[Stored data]
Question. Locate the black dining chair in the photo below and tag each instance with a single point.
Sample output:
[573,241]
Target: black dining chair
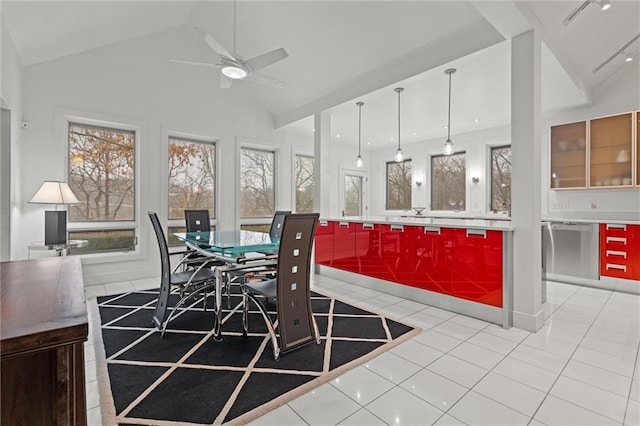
[191,282]
[290,289]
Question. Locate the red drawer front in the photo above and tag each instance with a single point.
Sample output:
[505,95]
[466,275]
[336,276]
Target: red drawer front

Task details
Repeat every item above word for word, leaving out the pictures.

Solution to the exercise
Question. Locate the black dining chair in the photo below and tag each instance with a single point.
Sample output:
[573,241]
Target: black dining chair
[191,282]
[290,289]
Question. Locate the red drawer front in the photo above and tag each instance with a single point.
Sample output:
[505,95]
[466,275]
[336,276]
Target: red drawer front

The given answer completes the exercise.